The Women in His Life: ‘Renoir, Impressionism and Full-Length Painting’ at The Frick Collection

If there’s something we often overlook about Impressionism, with our talk of modestly sized canvases, bright palettes and quotidian themes,

If there’s something we often overlook about Impressionism, with our talk of modestly sized canvases, bright palettes and quotidian themes, it is that its practitioners and supporters saw themselves as the heirs to a long tradition of French painting. Renoir’s dark-eyed, honey-blonde women may have been contemporaries of the subjects of paintings by Monet, Cézanne and Morisot, but they are related more intimately to his first loves in paintings by Watteau, Boucher and Fragonard. In its connection to such a tradition, this show is rightly at home at the Frick. The historical side of his project is rarely as legible as it is here.

◆ **Raw records**

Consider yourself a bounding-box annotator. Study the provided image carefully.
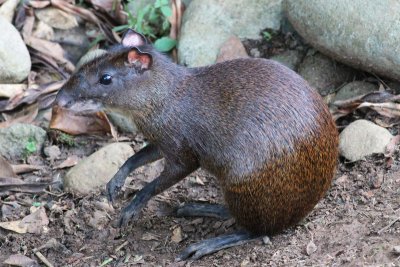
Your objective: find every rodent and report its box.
[56,31,338,258]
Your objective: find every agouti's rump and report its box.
[56,31,338,259]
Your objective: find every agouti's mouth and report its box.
[55,99,103,114]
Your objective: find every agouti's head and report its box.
[55,30,167,114]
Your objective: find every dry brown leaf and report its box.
[0,80,65,112]
[11,164,43,174]
[171,226,183,243]
[4,254,40,267]
[0,177,51,193]
[0,156,17,178]
[20,207,49,234]
[53,155,79,169]
[0,104,39,129]
[49,106,112,135]
[0,220,28,234]
[24,36,75,72]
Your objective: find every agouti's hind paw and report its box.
[176,232,257,261]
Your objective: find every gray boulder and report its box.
[0,123,46,159]
[335,81,378,101]
[0,16,31,83]
[298,52,353,96]
[284,0,400,80]
[178,0,282,67]
[339,120,393,161]
[63,143,133,194]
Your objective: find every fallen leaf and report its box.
[0,156,17,178]
[11,164,43,174]
[171,226,183,243]
[0,220,28,234]
[49,106,115,135]
[141,233,160,241]
[4,254,40,267]
[0,84,28,98]
[21,207,49,234]
[306,240,317,256]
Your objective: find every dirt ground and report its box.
[0,131,400,266]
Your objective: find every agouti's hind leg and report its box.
[176,203,231,220]
[118,160,198,227]
[176,232,258,261]
[106,144,162,202]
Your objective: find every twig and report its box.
[378,217,400,234]
[33,250,54,267]
[114,241,129,252]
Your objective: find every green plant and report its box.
[113,0,176,52]
[57,132,75,147]
[25,139,37,155]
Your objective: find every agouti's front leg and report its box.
[118,160,198,227]
[106,144,162,202]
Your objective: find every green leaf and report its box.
[160,6,172,18]
[112,24,129,32]
[154,37,176,52]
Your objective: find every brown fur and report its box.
[58,39,338,237]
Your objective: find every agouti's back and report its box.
[170,59,338,234]
[57,31,338,241]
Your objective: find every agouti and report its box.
[56,30,338,259]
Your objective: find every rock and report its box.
[216,36,249,62]
[270,50,304,70]
[284,0,400,81]
[52,26,90,63]
[339,120,393,161]
[0,123,46,159]
[298,52,353,96]
[335,81,378,101]
[63,143,133,194]
[0,16,31,84]
[178,0,282,67]
[0,0,20,23]
[43,146,61,160]
[35,7,78,30]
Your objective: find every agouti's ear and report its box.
[121,29,148,47]
[128,48,153,70]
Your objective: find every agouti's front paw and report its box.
[106,176,125,203]
[116,205,140,227]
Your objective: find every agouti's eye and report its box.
[100,74,112,85]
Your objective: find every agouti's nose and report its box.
[53,90,73,108]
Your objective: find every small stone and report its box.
[63,143,133,194]
[339,120,393,161]
[43,146,61,160]
[263,236,272,245]
[0,16,31,84]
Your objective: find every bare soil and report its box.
[0,132,400,266]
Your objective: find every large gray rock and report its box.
[284,0,400,80]
[178,0,282,67]
[0,123,46,159]
[335,81,378,101]
[298,52,353,96]
[339,120,393,161]
[0,16,31,83]
[63,143,133,194]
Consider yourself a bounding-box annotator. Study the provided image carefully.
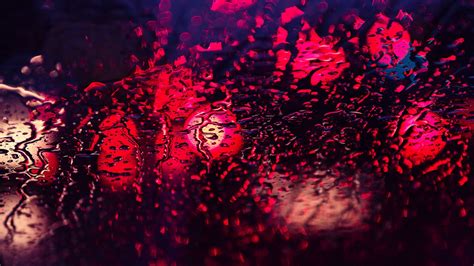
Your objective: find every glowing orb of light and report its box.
[185,105,243,159]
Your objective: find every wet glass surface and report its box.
[0,0,474,265]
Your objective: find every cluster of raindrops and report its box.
[0,0,474,263]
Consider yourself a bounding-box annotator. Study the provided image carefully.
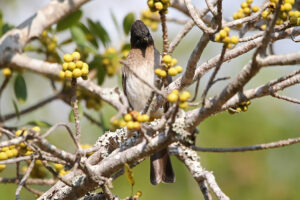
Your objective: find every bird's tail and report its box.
[150,149,175,185]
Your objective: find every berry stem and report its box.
[159,12,169,56]
[71,78,80,144]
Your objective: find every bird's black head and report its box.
[130,20,153,49]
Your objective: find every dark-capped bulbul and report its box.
[122,20,175,185]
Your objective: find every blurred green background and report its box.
[0,0,300,200]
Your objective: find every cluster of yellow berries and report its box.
[261,0,300,30]
[215,26,239,49]
[168,90,191,109]
[2,67,12,77]
[155,55,182,78]
[76,89,102,110]
[233,0,259,20]
[40,30,58,63]
[147,0,170,14]
[141,9,160,31]
[0,126,41,172]
[123,111,150,130]
[59,51,89,80]
[228,101,251,114]
[101,47,122,76]
[54,163,70,176]
[0,145,18,172]
[111,111,150,130]
[21,160,48,178]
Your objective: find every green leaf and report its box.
[69,103,83,122]
[56,10,82,31]
[78,23,99,48]
[110,10,121,32]
[123,12,135,35]
[14,74,27,103]
[26,120,52,128]
[87,19,110,47]
[12,100,20,119]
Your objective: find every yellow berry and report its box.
[252,6,259,12]
[11,149,19,157]
[171,90,179,95]
[233,13,239,20]
[63,63,69,71]
[64,53,73,62]
[75,60,83,69]
[222,36,230,43]
[127,121,134,130]
[163,55,172,64]
[0,152,7,160]
[230,36,239,44]
[226,43,233,49]
[150,22,158,31]
[283,3,292,11]
[284,0,295,5]
[72,51,80,60]
[32,126,41,133]
[0,165,6,172]
[154,2,164,11]
[58,71,65,79]
[179,91,191,101]
[261,10,270,19]
[175,65,183,74]
[147,0,154,8]
[243,7,251,15]
[260,24,267,30]
[102,58,110,65]
[54,163,64,171]
[171,58,178,66]
[168,92,178,103]
[219,30,227,38]
[215,34,221,42]
[241,2,248,8]
[65,70,73,78]
[179,101,188,109]
[68,62,76,71]
[168,67,177,76]
[223,26,230,33]
[72,68,82,78]
[2,67,11,76]
[133,122,141,130]
[124,114,132,122]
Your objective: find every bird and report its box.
[122,20,175,185]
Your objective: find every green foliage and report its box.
[69,103,83,122]
[123,12,135,35]
[26,120,52,128]
[14,74,27,103]
[12,100,20,119]
[87,18,110,47]
[56,10,82,31]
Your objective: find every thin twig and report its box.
[16,158,35,200]
[271,92,300,104]
[159,12,169,56]
[120,60,167,99]
[201,44,227,106]
[192,137,300,153]
[71,78,80,145]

◆ **Exercise instructions**
1 > Name every painter other than Renoir who is mentioned in the Renoir review.
2 > In the Renoir review, rewrite the passage from "The Women in" to "it is here.", swapping "honey-blonde" for "auburn-haired".
3 > Carry on the review of the Frick's Renoir exhibition from its last sentence.

◆ **Results of the exercise**
1 > Monet, Cézanne, Morisot, Watteau, Boucher, Fragonard

2 >
The Women in His Life: ‘Renoir, Impressionism and Full-Length Painting’ at The Frick Collection

If there’s something we often overlook about Impressionism, with our talk of modestly sized canvases, bright palettes and quotidian themes,

If there’s something we often overlook about Impressionism, with our talk of modestly sized canvases, bright palettes and quotidian themes, it is that its practitioners and supporters saw themselves as the heirs to a long tradition of French painting. Renoir’s dark-eyed, auburn-haired women may have been contemporaries of the subjects of paintings by Monet, Cézanne and Morisot, but they are related more intimately to his first loves in paintings by Watteau, Boucher and Fragonard. In its connection to such a tradition, this show is rightly at home at the Frick. The historical side of his project is rarely as legible as it is here.

3 >
These nine paintings also reveal an anxiety about women’s roles. “My models don’t think at all,” Renoir once said to his son, the filmmaker Jean Renoir, and from these pink-cheeked innocents it’s clear the painter liked his women as mythic as only goddesses and milkmaids can be. Renoir’s women have a simple, blowsy beauty that represented something eternal for the painter. Just as the villagelike Paris that Renoir had grown up in, a ramble of wooden shacks, rosebushes, vegetable gardens and cows, would find itself threatened by the modernizations of Haussmann, women’s roles changed rapidly during his lifetime. These images, made by a man who once painted to race against a machine, are the work of someone who sees every detail of modern life with incredible lucidity, but wishes, and believes against all odds, that nothing will ever change.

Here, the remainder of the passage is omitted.